─── Provided information

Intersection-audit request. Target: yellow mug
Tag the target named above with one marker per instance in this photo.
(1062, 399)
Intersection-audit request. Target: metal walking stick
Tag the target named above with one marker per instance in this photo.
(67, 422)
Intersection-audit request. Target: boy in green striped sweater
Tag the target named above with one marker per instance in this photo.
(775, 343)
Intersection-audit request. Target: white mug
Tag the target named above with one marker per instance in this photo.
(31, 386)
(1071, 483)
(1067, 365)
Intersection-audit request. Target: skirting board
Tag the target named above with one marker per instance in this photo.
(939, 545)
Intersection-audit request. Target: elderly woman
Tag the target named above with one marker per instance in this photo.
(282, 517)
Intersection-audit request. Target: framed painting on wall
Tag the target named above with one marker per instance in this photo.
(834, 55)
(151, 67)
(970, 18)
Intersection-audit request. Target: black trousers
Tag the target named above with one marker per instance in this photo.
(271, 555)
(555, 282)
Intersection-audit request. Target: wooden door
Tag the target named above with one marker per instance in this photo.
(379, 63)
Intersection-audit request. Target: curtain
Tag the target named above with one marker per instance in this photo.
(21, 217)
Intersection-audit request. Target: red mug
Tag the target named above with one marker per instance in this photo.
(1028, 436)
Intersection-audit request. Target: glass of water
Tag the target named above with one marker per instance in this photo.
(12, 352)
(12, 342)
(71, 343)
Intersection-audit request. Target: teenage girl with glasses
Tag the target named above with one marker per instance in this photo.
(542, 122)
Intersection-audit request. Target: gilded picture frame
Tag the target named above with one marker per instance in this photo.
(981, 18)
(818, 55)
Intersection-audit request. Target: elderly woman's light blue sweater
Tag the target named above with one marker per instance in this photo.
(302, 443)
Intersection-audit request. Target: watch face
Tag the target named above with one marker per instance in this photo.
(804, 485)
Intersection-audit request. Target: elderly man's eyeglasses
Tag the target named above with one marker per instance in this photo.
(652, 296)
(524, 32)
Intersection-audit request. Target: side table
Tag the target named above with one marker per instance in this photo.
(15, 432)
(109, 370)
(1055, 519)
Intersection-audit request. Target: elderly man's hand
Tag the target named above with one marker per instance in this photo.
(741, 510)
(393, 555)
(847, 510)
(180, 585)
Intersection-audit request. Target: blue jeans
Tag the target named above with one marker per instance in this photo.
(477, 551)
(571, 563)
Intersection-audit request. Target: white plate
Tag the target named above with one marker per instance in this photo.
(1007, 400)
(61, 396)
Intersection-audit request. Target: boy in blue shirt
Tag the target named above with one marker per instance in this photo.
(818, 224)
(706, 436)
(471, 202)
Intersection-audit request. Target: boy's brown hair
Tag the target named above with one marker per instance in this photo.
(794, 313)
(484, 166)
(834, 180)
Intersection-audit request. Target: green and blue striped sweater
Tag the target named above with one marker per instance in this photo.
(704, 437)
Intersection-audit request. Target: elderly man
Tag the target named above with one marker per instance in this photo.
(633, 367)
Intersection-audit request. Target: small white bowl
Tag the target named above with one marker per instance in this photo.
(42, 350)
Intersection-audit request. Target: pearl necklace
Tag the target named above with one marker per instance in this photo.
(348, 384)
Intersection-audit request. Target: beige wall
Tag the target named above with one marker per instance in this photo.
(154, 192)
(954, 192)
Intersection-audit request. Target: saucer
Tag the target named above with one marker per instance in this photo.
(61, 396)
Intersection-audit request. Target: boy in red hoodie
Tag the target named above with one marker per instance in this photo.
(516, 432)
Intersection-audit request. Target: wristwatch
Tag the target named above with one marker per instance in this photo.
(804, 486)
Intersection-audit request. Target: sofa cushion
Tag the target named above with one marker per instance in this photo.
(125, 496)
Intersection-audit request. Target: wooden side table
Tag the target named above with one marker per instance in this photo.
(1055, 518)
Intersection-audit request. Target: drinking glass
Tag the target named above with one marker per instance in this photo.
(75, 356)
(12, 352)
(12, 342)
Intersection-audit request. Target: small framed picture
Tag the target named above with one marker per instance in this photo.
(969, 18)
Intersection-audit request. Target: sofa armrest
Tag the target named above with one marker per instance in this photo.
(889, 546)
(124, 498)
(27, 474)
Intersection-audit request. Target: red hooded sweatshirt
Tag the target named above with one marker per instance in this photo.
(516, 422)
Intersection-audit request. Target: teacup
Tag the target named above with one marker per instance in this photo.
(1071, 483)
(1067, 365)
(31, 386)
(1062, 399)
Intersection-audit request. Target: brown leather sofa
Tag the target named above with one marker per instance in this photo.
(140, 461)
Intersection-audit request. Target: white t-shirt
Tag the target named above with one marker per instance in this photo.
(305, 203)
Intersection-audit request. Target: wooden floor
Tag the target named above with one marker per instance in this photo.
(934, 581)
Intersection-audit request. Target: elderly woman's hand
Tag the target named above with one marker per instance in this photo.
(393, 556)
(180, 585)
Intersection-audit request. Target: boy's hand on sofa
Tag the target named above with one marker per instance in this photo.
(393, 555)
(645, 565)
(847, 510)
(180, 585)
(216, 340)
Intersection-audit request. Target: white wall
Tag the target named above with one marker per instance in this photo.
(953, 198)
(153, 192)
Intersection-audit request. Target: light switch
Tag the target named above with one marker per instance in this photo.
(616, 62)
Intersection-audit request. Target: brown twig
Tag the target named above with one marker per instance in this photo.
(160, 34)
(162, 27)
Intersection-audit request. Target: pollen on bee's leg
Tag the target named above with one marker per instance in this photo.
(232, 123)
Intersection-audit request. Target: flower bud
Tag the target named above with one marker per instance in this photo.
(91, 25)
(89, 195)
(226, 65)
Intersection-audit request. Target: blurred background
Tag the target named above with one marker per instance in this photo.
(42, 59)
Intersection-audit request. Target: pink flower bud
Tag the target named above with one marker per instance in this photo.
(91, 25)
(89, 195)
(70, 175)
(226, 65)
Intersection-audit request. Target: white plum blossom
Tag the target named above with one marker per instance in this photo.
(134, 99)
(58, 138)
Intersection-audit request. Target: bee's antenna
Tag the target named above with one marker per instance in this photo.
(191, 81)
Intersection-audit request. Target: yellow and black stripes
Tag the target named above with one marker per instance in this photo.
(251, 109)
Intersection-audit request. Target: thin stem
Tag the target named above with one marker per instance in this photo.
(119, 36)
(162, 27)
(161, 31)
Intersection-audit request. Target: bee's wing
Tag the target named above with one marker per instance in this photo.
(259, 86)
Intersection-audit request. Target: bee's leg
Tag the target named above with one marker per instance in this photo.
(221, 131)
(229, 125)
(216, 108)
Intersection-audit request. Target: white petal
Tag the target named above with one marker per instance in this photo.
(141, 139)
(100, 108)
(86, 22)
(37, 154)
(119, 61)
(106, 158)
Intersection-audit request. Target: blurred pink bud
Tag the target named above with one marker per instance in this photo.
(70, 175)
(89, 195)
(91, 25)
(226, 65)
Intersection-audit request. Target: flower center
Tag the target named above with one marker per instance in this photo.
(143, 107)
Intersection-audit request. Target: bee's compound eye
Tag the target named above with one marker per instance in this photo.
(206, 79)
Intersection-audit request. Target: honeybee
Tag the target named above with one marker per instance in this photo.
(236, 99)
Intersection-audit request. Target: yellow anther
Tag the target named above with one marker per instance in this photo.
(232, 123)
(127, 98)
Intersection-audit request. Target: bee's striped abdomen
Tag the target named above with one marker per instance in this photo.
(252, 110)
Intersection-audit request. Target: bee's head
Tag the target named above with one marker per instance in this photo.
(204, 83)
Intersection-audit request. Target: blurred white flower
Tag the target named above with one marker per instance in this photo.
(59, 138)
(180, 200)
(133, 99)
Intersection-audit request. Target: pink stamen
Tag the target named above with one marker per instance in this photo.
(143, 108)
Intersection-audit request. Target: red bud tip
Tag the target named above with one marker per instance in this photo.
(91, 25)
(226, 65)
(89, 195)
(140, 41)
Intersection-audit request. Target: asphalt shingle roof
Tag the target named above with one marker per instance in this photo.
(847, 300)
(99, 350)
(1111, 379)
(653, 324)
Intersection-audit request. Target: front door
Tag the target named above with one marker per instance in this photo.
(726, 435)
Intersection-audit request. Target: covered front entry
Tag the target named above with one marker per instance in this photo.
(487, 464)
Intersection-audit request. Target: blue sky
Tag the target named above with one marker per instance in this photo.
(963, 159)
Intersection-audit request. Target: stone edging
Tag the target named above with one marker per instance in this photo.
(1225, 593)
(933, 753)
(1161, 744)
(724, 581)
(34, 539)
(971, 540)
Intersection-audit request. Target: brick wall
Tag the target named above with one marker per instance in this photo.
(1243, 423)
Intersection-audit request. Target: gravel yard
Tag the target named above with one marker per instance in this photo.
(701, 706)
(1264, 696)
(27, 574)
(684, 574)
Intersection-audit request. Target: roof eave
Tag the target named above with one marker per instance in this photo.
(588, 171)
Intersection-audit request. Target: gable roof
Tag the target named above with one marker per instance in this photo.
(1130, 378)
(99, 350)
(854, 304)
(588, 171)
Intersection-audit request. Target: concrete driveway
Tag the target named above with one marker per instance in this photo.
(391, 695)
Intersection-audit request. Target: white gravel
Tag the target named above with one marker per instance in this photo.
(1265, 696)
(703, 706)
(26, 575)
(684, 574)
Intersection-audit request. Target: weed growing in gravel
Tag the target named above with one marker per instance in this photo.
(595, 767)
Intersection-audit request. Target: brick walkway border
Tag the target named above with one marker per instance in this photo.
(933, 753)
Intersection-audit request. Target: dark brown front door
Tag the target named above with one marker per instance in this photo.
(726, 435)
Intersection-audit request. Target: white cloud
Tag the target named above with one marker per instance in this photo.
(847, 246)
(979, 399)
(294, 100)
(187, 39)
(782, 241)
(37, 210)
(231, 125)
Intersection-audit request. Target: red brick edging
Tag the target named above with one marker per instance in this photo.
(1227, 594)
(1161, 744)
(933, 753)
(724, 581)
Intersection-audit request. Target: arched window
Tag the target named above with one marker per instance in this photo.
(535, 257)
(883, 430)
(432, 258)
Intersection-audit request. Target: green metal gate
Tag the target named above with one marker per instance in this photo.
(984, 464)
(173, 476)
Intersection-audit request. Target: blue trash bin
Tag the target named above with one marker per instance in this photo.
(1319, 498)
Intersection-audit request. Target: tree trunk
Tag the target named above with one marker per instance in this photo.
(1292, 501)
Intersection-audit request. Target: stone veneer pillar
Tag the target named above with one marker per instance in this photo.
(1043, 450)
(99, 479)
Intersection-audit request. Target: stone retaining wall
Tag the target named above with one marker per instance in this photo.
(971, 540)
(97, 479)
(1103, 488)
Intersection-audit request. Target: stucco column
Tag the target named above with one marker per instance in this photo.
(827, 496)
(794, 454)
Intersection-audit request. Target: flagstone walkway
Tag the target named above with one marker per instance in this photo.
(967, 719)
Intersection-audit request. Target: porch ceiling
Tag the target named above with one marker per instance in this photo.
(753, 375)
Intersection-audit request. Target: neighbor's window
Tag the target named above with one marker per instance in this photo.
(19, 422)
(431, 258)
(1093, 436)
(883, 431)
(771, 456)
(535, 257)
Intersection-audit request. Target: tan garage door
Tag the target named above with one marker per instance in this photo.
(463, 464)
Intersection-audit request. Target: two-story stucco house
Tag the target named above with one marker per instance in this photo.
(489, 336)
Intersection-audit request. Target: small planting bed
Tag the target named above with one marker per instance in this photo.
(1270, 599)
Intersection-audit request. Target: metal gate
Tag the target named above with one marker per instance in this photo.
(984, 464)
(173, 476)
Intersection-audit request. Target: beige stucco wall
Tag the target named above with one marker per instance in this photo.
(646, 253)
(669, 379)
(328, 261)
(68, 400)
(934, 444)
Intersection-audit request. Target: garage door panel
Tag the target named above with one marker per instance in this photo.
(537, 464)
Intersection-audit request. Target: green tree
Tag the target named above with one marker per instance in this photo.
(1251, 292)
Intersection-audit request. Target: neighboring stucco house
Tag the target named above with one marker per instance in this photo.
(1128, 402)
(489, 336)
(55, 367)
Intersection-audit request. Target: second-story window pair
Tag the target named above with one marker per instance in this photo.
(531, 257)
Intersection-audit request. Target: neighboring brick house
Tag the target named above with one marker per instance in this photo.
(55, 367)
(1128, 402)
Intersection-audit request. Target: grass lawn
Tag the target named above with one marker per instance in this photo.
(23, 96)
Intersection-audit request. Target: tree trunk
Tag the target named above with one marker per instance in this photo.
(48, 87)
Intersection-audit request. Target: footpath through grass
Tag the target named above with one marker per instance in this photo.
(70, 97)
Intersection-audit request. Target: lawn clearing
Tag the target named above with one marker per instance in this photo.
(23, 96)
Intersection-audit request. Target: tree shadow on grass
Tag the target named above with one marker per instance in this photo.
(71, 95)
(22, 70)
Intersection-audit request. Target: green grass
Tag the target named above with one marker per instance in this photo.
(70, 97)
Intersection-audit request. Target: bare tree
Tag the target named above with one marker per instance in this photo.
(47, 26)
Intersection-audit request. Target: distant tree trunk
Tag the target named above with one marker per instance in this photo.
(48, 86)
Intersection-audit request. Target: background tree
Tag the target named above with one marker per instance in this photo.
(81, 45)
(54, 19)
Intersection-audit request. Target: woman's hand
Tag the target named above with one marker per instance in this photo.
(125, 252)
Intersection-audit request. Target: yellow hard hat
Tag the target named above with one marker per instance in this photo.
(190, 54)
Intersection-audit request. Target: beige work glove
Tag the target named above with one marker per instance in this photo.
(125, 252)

──────

## Directions
Reproduce verbatim everything in the rows above, from the line containing "Intersection-audit request. Target: red brick" down to the line containing "(1103, 488)", with both of those lines included.

## Reply to the task
Intersection-audit request. Target: red brick edging
Tag the target named above with one marker per instance in this photo.
(1227, 594)
(1161, 744)
(933, 753)
(724, 581)
Intersection-audit request. Target: arched window
Tag the target named above with one marker per instance in this photo.
(535, 257)
(883, 430)
(432, 258)
Intersection-audit request. Target: green metal gate
Tag the target named above with one marker per instance in this photo.
(984, 464)
(173, 476)
Intersection-audit request. Target: blue trash bin
Tag the target named above with one marker per instance in this photo.
(1319, 498)
Intersection-audit request. Target: tree trunk
Tag the target named above with one marker per instance in this photo.
(1292, 501)
Intersection-audit request. Target: stone veneer pillar
Tag the target named above with one marker per instance in this photo.
(1043, 450)
(99, 479)
Intersection-audit request. Target: stone retaining wall
Tag the target named above with one marker per instance in this photo.
(971, 540)
(97, 479)
(1103, 488)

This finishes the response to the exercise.